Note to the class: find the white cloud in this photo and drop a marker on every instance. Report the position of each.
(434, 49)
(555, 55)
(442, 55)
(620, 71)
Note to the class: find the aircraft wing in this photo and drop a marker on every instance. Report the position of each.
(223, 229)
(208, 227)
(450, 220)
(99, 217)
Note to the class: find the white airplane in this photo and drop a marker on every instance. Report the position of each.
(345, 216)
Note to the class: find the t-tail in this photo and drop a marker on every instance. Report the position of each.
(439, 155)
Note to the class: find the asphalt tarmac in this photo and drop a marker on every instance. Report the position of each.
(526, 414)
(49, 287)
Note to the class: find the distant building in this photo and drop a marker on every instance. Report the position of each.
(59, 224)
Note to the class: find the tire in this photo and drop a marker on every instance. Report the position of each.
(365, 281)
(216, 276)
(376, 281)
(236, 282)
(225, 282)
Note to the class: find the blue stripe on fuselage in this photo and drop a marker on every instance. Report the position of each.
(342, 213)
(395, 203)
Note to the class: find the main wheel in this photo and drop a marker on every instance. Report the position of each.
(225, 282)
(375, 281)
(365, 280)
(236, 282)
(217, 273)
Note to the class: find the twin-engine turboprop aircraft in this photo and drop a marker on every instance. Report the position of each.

...

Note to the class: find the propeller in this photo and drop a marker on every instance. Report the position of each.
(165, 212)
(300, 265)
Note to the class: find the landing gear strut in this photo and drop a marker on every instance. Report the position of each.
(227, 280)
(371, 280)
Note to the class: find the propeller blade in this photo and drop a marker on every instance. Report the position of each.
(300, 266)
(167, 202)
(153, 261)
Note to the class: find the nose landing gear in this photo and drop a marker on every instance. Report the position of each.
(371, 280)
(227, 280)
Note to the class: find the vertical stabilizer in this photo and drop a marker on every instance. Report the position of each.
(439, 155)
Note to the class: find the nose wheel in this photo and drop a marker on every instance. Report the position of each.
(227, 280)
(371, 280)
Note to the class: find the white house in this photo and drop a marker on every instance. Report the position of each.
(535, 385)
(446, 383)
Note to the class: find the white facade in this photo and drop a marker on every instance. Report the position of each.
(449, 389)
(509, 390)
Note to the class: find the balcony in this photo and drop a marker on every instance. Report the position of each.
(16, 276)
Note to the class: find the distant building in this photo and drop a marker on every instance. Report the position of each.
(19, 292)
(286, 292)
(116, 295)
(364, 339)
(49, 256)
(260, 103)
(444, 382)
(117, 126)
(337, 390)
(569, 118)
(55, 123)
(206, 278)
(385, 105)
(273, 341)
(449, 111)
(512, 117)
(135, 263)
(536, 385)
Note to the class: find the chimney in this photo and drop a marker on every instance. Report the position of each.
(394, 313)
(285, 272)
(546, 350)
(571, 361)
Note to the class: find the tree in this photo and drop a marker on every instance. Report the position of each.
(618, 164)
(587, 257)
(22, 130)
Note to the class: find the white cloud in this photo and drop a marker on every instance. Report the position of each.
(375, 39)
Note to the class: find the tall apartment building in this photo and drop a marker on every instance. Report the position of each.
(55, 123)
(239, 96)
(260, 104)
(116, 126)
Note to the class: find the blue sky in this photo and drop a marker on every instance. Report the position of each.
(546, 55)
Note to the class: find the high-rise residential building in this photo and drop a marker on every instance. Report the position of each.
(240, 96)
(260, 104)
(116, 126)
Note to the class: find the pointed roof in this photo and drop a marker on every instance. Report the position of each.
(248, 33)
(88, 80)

==

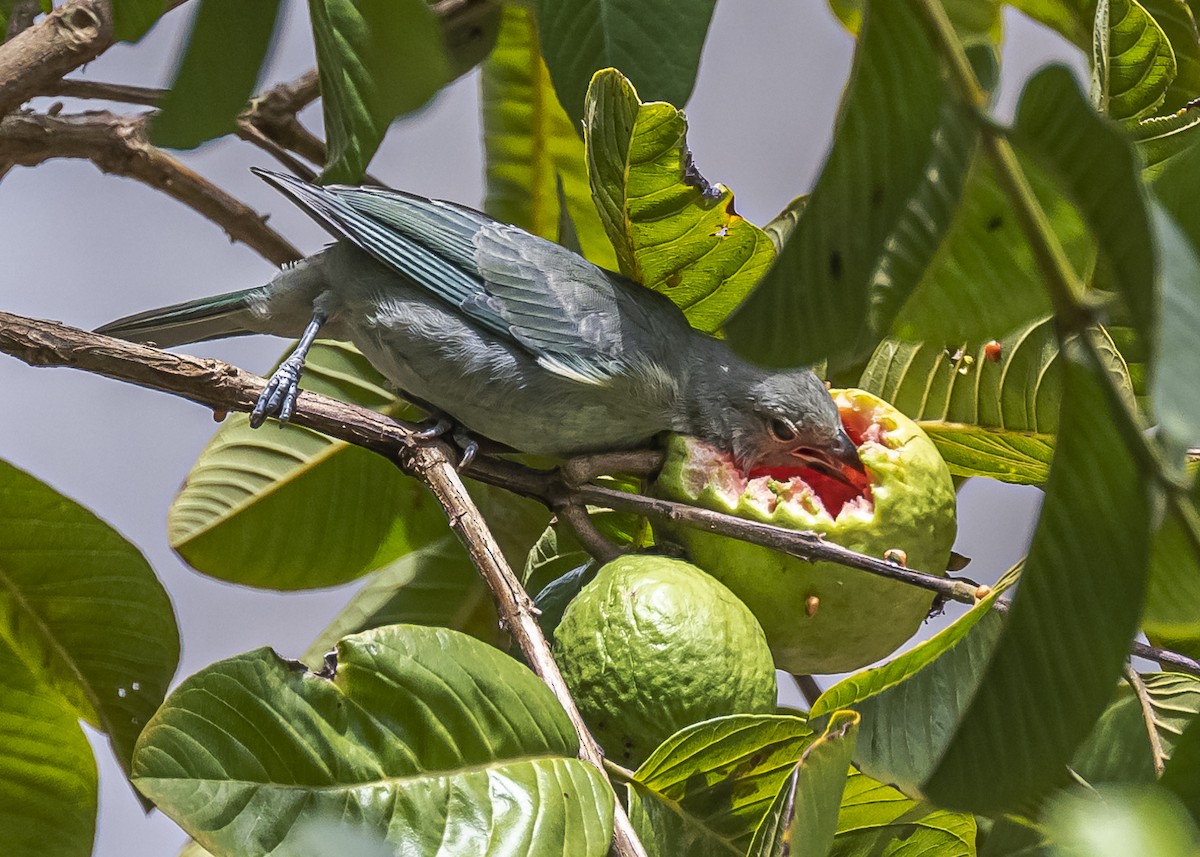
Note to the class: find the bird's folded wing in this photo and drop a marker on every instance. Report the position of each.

- What to work on
Count the lines in the records that contain the string "aircraft", with case counting, and give only the number.

- Answer
2